Recopiez intégralement le texte sur les écoulements mamelonnaires.

> [EXTRAIT DU DOCUMENT]
_ _ _ _ _
Chapitre 22 Écoulements mamelonnaires
L’écoulement mamelonnaire, dont la prise en charge est mal codifiée, se rencontre chez 3 à 10 % des femmes qui consultent pour une anomalie [1]. La cause est le plus souvent bénigne, la fréquence de l’étiologie maligne variable selon les séries avec une incidence de cancers de 9 à 23 % [1].
Description clinique
L’examen clinique, pratiqué si possible avec une lampe-loupe, note : date, caractère spontané (tachant les sous-vêtements) ou provoqué (parfois par la pression élective d’un « point-gâchette »), abondance, localisation (uni-, pauci- ou pluri-orificiel ; uni- ou bilatéral), coloration (en étalant quelques gouttes sur une compresse : lactescent, clair séreux, jaune, orange, vert plus ou moins foncé, marron, rouge hématique, noir).
_ _ _ _ _
> [DONNÉES ÉTUDIÉES]
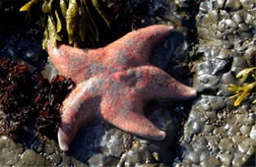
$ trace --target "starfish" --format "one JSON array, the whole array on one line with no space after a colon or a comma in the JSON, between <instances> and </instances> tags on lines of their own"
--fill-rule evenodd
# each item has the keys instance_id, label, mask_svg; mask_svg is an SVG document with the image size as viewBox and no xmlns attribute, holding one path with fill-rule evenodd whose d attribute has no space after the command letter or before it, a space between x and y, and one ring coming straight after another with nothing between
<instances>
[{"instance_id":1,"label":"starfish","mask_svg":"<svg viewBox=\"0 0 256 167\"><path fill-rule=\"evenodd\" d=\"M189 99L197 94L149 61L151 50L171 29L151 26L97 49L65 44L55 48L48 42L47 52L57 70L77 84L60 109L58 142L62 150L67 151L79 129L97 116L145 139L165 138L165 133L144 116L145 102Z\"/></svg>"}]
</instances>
_ _ _ _ _
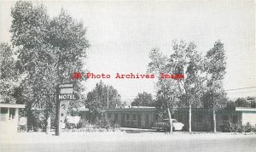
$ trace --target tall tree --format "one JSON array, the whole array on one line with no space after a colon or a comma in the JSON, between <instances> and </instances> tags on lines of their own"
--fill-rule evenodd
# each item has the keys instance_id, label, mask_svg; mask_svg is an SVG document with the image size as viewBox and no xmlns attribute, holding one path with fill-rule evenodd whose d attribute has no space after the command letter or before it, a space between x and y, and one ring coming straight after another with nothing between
_ _ _ _ _
> [PRODUCTION ATTENDUE]
Chapitre 22 Écoulements mamelonnaires
L’écoulement mamelonnaire, dont la prise en charge est mal codifiée, se rencontre chez 3 à 10 % des femmes qui consultent pour une anomalie [1]. La cause est le plus souvent bénigne, la fréquence de l’étiologie maligne variable selon les séries avec une incidence de cancers de 9 à 23 % [1].
Description clinique
L’examen clinique, pratiqué si possible avec une lampe-loupe, note : date, caractère spontané (tachant les sous-vêtements) ou provoqué (parfois par la pression élective d’un « point-gâchette »), abondance, localisation (uni-, pauci- ou pluri-orificiel ; uni- ou bilatéral), coloration (en étalant quelques gouttes sur une compresse : lactescent, clair séreux, jaune, orange, vert plus ou moins foncé, marron, rouge hématique, noir).